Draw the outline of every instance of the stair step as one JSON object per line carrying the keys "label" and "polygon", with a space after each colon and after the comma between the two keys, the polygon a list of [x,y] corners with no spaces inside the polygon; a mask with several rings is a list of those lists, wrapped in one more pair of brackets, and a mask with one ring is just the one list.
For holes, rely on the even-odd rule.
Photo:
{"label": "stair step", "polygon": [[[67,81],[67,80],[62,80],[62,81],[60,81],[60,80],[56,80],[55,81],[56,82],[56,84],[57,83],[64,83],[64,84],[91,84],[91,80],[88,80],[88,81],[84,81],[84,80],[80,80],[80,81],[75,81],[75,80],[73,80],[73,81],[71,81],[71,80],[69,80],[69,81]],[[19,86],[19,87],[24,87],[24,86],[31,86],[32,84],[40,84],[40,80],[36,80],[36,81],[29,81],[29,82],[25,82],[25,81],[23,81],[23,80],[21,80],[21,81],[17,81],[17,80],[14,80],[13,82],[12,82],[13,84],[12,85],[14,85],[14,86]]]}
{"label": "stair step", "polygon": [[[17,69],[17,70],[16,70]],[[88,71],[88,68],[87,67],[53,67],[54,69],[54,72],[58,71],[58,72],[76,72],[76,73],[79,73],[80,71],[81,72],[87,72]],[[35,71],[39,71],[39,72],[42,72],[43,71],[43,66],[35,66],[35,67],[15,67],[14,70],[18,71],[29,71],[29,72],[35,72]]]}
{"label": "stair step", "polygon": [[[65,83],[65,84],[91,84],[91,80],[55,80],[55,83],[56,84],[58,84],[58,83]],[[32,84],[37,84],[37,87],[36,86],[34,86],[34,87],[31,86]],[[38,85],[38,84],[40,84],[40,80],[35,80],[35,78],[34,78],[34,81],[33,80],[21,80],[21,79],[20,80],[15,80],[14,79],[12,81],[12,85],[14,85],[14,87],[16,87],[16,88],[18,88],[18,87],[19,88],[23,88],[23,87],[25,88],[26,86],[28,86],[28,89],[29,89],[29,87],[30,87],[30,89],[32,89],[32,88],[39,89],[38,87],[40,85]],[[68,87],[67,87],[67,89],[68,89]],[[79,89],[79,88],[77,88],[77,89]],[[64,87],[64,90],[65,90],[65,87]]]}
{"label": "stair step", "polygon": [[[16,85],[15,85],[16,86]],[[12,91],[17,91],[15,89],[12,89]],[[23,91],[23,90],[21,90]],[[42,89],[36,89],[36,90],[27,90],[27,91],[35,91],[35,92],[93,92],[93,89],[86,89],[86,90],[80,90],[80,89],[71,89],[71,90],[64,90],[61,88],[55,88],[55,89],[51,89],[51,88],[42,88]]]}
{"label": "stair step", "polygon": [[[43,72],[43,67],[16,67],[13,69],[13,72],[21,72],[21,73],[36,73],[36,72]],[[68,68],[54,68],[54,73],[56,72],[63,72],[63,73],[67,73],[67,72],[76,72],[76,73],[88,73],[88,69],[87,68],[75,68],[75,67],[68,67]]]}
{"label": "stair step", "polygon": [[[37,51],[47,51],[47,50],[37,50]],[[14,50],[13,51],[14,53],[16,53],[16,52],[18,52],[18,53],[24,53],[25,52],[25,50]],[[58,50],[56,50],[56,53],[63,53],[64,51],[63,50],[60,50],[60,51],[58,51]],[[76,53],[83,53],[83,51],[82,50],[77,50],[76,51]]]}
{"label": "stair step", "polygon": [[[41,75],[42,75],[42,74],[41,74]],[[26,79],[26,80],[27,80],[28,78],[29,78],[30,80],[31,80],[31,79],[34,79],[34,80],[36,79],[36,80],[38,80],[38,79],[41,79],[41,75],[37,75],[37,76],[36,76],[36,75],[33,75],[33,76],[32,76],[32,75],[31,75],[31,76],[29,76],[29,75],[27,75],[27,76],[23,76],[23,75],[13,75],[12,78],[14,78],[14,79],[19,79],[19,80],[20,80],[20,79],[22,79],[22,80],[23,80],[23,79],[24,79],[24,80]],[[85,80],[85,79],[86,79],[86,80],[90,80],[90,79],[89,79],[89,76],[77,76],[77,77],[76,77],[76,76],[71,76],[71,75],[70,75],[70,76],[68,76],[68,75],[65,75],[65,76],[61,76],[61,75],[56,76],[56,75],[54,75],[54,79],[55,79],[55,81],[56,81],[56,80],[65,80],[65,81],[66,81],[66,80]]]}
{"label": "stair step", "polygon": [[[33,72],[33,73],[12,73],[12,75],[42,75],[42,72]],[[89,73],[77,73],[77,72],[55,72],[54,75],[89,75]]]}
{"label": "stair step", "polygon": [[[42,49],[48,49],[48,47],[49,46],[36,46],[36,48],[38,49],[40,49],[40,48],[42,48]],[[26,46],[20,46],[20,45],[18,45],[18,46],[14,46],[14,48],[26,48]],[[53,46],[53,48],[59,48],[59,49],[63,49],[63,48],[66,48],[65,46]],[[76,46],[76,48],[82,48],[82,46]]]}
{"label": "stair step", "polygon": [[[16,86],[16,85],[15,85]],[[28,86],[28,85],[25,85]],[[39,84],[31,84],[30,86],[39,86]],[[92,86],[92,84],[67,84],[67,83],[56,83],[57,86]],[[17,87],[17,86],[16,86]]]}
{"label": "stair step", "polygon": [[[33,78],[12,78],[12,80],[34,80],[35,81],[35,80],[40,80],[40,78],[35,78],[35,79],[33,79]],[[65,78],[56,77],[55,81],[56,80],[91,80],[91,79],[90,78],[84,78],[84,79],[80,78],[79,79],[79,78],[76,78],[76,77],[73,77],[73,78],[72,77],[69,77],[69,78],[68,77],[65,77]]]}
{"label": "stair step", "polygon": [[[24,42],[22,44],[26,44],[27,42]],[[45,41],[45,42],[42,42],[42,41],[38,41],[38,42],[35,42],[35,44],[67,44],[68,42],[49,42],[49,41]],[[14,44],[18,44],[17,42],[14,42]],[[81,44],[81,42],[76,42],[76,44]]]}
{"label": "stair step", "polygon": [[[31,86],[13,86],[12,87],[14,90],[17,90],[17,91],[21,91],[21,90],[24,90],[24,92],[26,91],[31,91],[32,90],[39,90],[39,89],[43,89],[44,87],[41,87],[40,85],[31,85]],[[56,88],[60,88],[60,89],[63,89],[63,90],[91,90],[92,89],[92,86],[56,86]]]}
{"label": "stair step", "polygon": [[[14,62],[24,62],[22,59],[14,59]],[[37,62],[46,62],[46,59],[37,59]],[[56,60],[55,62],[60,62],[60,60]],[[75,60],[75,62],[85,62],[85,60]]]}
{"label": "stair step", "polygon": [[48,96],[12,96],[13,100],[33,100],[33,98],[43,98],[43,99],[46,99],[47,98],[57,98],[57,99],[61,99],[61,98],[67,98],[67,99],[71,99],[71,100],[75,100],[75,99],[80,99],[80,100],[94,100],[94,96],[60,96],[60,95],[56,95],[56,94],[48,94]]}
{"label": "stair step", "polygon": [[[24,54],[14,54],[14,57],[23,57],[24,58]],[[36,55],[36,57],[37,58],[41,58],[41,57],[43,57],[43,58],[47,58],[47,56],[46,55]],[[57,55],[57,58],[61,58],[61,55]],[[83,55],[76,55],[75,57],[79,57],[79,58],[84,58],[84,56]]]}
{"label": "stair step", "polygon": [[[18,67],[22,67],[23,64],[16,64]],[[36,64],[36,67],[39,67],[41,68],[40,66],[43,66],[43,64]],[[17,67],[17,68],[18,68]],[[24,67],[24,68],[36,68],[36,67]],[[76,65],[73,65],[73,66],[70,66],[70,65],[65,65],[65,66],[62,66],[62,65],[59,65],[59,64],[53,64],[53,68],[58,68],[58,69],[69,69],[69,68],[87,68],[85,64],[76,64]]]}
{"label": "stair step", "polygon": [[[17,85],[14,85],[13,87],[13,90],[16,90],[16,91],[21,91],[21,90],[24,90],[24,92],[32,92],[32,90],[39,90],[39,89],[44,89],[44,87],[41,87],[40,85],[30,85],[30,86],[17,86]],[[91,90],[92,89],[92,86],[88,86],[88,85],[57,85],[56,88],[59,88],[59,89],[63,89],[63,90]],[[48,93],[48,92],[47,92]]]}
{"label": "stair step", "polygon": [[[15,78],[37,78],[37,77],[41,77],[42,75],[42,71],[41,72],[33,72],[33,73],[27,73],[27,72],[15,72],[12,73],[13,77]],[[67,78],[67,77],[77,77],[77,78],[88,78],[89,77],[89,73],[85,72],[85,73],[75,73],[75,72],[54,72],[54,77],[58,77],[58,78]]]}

__REQUIRED WORK__. Start with the first line. Please copy exactly each line of the listing through the one with "For holes, rely on the even-odd rule.", including it.

__RESULT__.
Draw the outline of every instance of the stair step as one JSON object per line carrying the keys "label" and "polygon", with a space after each colon and after the comma between the two keys, the polygon a list of [x,y] corners with no spaces inside the polygon; a mask with several rings is a list of those lists, wrapped in one more pair of brackets, and a mask with one ring is just the one list.
For holes, rely on the even-odd rule.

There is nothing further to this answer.